» Texte de lecture:
- - -
C’est cela la victoire qu’ils ont remportée à cette époque connue par un climat de persécutions envers tous ceux qui se déclaraient membres de l’Eglise catholique, qu’ils aient été consacrés ou des fidèles laïcs. Les nouveaux Bienheureux étaient des fidèles de l’Église et pour cela ils répandaient le bien tant dans les paroisses, que dans les collèges où ils enseignaient et dans les autres activités liées à leur état de vie. Dans le moment suprême de leur existence, quand ils devaient confesser leur propre foi, ils n’eurent pas peur : ils ont accepté la mort parce qu’ils n’ont pas renié leur identité de religieuses, de religieux ou de laïcs engagés. Le motif de leur assassinat est clairement religieux, déterminé par la haine des oppresseurs dans la confrontation contre la foi et l’Église catholique, prise pour cible dans ce contexte historique que vivait l’Espagne. La haine envers l’Église a prévalu et a opprimé la dignité humaine et les principes de liberté et de démocratie.
Malgré ce climat d’intolérance et de chasse aux chrétiens, le bienheureux Teodoro Illera Del Olmo et ses 15 compagnons martyrs furent déterminés à rester fidèles – au risque de leur vie – à ce qu’exigeait leur foi. Bien que conscients des dangers imminents, ils n’ont pas reculé et vécurent la détention et la mort avec une grande confiance en Dieu et dans la vie éternelle. Ainsi ils imitèrent les sept frères Macchabées martyrs et leur mère, comme nous l’avons entendu dans la première lecture, qui supportèrent « soutenus par son espérance dans le Seigneur. » (2 Mac 7,20). Dans les Bienheureux que nous célébrons aujourd’hui, dont la vie fut marquée du martyre in odium fidei, l’Église reconnaît un modèle à imiter parce que les croyants de tous les temps avancent plus rapidement vers cette Jérusalem céleste qu’ils habitent déjà.
- - -
» Données enregistrées:

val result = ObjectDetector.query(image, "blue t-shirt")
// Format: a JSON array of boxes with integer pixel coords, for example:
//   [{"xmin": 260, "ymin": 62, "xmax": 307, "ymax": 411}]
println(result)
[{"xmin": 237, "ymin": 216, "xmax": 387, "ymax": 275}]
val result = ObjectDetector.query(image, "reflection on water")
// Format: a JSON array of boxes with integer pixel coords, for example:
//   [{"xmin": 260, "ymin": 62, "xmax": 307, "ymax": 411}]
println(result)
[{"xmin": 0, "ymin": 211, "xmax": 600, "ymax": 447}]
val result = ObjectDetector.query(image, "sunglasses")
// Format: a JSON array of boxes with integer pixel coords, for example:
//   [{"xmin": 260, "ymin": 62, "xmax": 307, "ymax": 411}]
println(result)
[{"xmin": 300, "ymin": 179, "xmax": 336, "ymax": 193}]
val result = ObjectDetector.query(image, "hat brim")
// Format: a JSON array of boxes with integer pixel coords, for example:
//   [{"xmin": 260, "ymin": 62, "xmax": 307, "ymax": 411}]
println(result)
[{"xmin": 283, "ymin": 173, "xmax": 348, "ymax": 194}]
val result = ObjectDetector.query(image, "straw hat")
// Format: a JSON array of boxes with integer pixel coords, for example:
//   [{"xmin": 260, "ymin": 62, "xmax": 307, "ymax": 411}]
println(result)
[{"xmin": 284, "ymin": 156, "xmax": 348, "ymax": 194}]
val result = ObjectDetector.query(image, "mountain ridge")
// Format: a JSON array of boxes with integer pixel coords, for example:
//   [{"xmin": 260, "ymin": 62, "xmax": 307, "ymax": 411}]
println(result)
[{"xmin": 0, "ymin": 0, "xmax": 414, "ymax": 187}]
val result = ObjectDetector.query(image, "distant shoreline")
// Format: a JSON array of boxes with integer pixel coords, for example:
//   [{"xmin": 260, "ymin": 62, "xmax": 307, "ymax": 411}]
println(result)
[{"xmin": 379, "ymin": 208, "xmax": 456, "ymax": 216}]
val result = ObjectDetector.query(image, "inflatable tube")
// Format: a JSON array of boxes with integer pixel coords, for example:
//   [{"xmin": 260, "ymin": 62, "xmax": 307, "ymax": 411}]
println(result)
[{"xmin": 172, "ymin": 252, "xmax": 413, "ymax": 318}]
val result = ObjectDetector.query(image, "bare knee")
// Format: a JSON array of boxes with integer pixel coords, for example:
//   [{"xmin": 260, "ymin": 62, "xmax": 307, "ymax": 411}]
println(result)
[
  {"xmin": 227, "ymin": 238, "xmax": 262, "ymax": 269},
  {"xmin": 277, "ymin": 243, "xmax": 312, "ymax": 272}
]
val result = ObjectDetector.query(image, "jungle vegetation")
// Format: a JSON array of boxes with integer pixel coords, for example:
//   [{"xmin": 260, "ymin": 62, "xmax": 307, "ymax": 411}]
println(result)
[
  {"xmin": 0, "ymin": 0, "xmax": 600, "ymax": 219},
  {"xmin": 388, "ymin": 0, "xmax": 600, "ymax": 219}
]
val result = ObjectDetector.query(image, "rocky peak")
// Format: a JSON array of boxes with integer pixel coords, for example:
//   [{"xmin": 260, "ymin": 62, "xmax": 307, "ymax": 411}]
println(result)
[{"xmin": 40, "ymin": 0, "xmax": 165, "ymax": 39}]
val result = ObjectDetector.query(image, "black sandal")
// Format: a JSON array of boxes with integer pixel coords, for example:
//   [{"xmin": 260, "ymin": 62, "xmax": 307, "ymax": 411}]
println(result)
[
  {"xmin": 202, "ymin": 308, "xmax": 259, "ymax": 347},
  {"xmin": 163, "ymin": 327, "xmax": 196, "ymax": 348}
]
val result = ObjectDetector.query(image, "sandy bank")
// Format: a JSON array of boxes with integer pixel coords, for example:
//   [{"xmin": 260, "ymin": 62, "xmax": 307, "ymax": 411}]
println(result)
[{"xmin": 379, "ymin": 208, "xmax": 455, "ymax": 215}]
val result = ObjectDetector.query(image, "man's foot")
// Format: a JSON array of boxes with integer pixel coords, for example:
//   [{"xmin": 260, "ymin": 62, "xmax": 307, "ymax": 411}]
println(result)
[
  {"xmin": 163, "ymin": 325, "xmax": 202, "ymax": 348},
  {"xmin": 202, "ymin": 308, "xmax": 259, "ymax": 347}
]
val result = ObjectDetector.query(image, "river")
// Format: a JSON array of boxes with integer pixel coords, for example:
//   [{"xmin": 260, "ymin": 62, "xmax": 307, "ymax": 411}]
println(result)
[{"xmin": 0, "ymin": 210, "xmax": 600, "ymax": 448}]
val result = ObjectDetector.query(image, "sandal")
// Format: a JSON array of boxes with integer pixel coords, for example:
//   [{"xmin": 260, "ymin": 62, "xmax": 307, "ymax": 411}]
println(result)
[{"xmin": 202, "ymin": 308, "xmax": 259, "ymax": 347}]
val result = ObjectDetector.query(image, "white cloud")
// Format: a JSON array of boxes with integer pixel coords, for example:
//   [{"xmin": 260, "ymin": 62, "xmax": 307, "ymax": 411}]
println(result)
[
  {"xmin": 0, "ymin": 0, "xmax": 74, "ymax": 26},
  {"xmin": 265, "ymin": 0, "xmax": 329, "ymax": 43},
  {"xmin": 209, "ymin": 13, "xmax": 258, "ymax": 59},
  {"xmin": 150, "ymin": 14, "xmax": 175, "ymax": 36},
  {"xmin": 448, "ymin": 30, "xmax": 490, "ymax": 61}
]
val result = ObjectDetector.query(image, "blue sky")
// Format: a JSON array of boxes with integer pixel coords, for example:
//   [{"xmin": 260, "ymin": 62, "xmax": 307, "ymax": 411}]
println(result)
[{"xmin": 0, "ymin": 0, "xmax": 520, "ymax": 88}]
- - -
» Tâches à réaliser:
[1] Relevez dans le texte sur les martyrs d'Espagne les identités que les nouveaux Bienheureux n'ont pas reniées face à la mort.
[2] Rédigez la suite du texte sur les martyrs d'Espagne en reprenant après sa dernière phrase.

» Résultats par tâche:
[1]
- religieuses
- religieux
- laïcs engagés

[2]
La comparaison de Jésus que nous avons entendue dans l’Évangile, résume bien l’existence des nouveau Bienheureux : « si le grain de blé qui est tombé en terre ne meurt, il reste seul ; mais, s’il meurt, il porte beaucoup de fruits. » (Jn 12,24). Pour porter du fruit, le grain de blé doit mourir. Ces frères et sœurs, qui aujourd’hui sont proclamés Bienheureux, dans leurs choix ils furent « grain de blé » parce qu’ils acceptèrent de mourir peu à peu au quotidien en se dépensant au service de l’Évangile, jusqu’au geste héroïque final. La fécondité de chaque annonce et de chaque service dans l’Eglise se mesure dans la disponibilité à être grain de blé tombé en terre, comme Jésus qui a porté beaucoup de fruits quand il est mort. De même que tomber en terre est la condition de la fécondité du grain de blé, ainsi avec la mort, Jésus, élevé de terre, attire l’humanité au Père.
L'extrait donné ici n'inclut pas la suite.